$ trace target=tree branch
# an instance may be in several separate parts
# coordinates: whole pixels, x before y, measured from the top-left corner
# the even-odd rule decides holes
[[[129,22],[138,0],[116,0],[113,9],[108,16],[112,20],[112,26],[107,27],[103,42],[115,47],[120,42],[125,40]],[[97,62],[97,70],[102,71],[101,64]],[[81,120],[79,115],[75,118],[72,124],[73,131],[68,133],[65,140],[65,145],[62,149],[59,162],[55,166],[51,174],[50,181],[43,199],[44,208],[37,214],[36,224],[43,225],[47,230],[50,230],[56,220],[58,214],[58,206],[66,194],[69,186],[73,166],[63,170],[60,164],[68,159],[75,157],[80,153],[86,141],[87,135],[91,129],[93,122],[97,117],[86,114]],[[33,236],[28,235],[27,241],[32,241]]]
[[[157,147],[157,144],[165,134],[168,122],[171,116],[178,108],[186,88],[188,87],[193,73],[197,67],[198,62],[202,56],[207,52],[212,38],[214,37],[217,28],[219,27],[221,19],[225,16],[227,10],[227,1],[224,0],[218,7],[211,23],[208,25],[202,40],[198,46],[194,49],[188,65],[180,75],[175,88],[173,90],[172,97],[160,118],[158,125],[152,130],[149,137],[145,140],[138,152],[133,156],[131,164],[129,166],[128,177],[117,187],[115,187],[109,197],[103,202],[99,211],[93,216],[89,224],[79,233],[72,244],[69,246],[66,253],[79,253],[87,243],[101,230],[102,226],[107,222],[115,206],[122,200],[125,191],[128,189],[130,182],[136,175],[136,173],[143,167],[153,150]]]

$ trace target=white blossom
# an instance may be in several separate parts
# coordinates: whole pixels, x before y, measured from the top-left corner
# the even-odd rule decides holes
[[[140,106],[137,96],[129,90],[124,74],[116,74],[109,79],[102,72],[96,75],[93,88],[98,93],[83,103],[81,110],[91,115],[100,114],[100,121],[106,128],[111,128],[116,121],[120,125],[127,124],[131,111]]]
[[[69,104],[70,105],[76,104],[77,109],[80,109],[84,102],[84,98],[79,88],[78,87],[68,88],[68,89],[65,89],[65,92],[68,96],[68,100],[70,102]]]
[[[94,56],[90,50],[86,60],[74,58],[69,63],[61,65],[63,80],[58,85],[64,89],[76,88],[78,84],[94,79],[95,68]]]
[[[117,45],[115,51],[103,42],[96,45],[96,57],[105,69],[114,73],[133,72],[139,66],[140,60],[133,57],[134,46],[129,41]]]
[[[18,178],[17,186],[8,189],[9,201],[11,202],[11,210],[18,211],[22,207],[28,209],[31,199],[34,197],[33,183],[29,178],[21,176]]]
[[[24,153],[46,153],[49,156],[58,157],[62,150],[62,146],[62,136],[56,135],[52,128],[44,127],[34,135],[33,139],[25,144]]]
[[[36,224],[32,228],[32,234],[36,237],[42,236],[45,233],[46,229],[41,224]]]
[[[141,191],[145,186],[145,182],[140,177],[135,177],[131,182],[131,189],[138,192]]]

::::::

(Your task):
Copy out every line above without changing anything.

(Solution to the exercise):
$ trace target=tree branch
# an instance may be in several separate parts
# coordinates: whole pixels, x before y, measured from the top-left corner
# the even-odd rule decides holes
[[[129,22],[138,0],[116,0],[113,9],[108,16],[112,20],[112,26],[107,27],[103,42],[115,47],[120,42],[125,40]],[[97,62],[97,70],[102,71],[101,64]],[[81,120],[79,115],[75,118],[72,124],[73,131],[68,133],[65,140],[65,145],[62,149],[59,162],[55,166],[51,174],[50,181],[43,199],[44,208],[37,214],[36,224],[43,225],[47,230],[50,230],[56,220],[58,214],[58,206],[66,194],[69,186],[73,166],[63,170],[60,164],[68,159],[75,157],[80,153],[86,141],[87,135],[91,129],[93,122],[97,117],[86,114]],[[33,236],[28,235],[27,241],[32,241]]]
[[[157,147],[157,144],[165,134],[168,122],[171,116],[178,108],[186,88],[188,87],[193,73],[197,67],[198,62],[202,56],[207,52],[212,38],[214,37],[217,28],[219,27],[221,19],[225,16],[227,10],[227,1],[224,0],[218,7],[211,23],[208,25],[202,40],[198,46],[194,49],[188,65],[180,75],[175,88],[173,90],[172,97],[160,118],[158,125],[152,130],[149,137],[145,140],[138,152],[133,156],[131,164],[129,166],[128,177],[117,187],[115,187],[109,197],[103,202],[99,211],[93,216],[89,224],[79,233],[72,244],[69,246],[66,253],[79,253],[87,243],[101,230],[102,226],[107,222],[115,206],[122,200],[125,191],[128,189],[130,182],[136,175],[136,173],[143,167],[153,150]]]

$ trace target=white blossom
# an instance may be in several separate parts
# coordinates: whole pixels, x before y, measured from the top-left corner
# the even-odd rule decides holes
[[[140,106],[137,96],[129,90],[124,74],[116,74],[109,79],[102,72],[96,75],[93,88],[98,93],[83,103],[81,110],[91,115],[100,114],[100,121],[106,128],[111,128],[116,121],[120,125],[127,124],[131,111]]]
[[[69,104],[70,105],[76,104],[77,109],[80,109],[84,102],[84,98],[79,88],[78,87],[68,88],[68,89],[65,89],[65,92],[68,96],[68,100],[70,102]]]
[[[94,56],[90,50],[86,60],[74,58],[69,63],[61,65],[63,80],[58,85],[64,89],[76,88],[78,84],[94,79],[95,68]]]
[[[117,45],[115,51],[103,42],[96,45],[96,57],[105,69],[114,73],[133,72],[139,66],[140,60],[133,57],[134,46],[129,41]]]
[[[18,178],[17,186],[8,189],[9,201],[11,202],[11,210],[18,211],[22,207],[28,209],[31,199],[34,197],[33,183],[29,178],[21,176]]]
[[[24,153],[46,153],[49,156],[58,157],[62,150],[62,146],[62,136],[56,135],[52,128],[44,127],[34,135],[33,139],[25,144]]]
[[[36,224],[32,228],[32,234],[36,237],[42,236],[45,233],[46,229],[41,224]]]
[[[141,191],[145,186],[145,182],[140,177],[135,177],[131,182],[131,189],[138,192]]]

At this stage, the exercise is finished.